**Exercise instructions:**
Print all entries precisely as they are written.
··· Given data
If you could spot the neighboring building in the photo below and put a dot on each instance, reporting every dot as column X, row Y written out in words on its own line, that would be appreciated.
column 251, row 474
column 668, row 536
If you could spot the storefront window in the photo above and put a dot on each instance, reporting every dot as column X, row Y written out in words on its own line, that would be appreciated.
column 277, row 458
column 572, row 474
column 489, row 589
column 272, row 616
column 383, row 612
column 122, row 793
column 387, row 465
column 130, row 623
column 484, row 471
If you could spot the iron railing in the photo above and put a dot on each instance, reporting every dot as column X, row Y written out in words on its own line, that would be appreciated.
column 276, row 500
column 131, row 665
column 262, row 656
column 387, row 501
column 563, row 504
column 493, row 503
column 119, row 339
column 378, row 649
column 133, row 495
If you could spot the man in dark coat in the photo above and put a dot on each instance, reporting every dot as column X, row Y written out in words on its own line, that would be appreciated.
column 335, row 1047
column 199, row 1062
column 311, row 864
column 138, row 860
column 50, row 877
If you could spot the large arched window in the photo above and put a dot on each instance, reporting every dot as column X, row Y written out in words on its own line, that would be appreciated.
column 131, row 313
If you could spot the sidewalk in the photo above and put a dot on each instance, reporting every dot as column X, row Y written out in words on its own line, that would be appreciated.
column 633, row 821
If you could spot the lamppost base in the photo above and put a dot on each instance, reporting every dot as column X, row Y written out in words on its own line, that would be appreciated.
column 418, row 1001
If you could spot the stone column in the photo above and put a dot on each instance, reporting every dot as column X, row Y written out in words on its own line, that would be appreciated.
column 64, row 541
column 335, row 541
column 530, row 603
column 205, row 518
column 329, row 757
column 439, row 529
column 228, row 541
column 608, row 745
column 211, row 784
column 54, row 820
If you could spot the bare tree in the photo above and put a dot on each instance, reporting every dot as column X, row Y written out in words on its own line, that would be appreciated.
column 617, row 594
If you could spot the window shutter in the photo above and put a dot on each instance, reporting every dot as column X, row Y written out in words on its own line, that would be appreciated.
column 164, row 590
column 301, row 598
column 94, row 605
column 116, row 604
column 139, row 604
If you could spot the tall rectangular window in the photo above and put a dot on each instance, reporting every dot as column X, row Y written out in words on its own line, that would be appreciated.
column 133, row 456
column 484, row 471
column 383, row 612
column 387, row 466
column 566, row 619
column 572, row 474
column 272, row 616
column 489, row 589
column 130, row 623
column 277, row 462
······
**Exercise solution:**
If you could spot the neighboring building in the photo below and put a dot on each instance, reporting every dot as column X, row Y written out in words on its own line, that would be appreciated.
column 251, row 474
column 668, row 536
If you could spot the storefront window in the photo above and put a dot on each instance, reporting every dot as column X, row Y written out in words on its own line, that would be appreciated.
column 277, row 458
column 572, row 474
column 489, row 589
column 272, row 616
column 383, row 612
column 122, row 793
column 387, row 465
column 130, row 623
column 484, row 471
If you could spot the iron railing in the photo above and put a dot on each instance, reporting every dot as column X, row Y written out in words on its own line, that would be appreciated.
column 276, row 500
column 131, row 665
column 262, row 656
column 387, row 501
column 563, row 504
column 493, row 503
column 119, row 339
column 378, row 649
column 133, row 495
If you could spot the man in dark coat in the photo above and put a dot on each instance, reporting every dot as column X, row Y written out in words on its own line, that would be appreciated.
column 335, row 1047
column 199, row 1062
column 311, row 864
column 138, row 860
column 50, row 877
If you could spot the large arched window in the photo above and put a dot on each instance, reporting every dot as column X, row Y written out in words on its own line, that would be appreciated.
column 131, row 313
If you could spot the sidewalk in the photo above and put a dot on each instance, reporting every dot as column X, row Y written out in words on its own line, that would be appreciated.
column 633, row 821
If you could spot the lamppost base in the photo above and put a dot on each instance, reporting every dot as column X, row Y written out in words on its own line, that would be appreciated.
column 418, row 1001
If you could spot the stone column in the photo above and put a dot on each instance, reporting every dot as column X, row Y written out in words on its own line, that would be appreciated.
column 64, row 541
column 335, row 541
column 530, row 603
column 205, row 518
column 329, row 757
column 439, row 529
column 228, row 541
column 608, row 745
column 211, row 784
column 54, row 820
If you could spot the bare tree in the photo above and put a dot on each instance, reporting every dot as column X, row Y written out in words on its own line, that would be appreciated.
column 617, row 594
If you could spot the window shutter in the photo above and put a dot on each instance, reporting every dot as column X, row Y written out in words on its own line, that would be appreciated.
column 164, row 590
column 301, row 598
column 94, row 605
column 116, row 604
column 139, row 604
If you could spot the tall rectangular window in the photo above and put a dot on each instance, reporting every dot as column X, row Y written out in words on its own line, that would be appreciated.
column 133, row 456
column 484, row 471
column 383, row 612
column 387, row 466
column 566, row 619
column 572, row 474
column 272, row 616
column 489, row 589
column 130, row 623
column 277, row 462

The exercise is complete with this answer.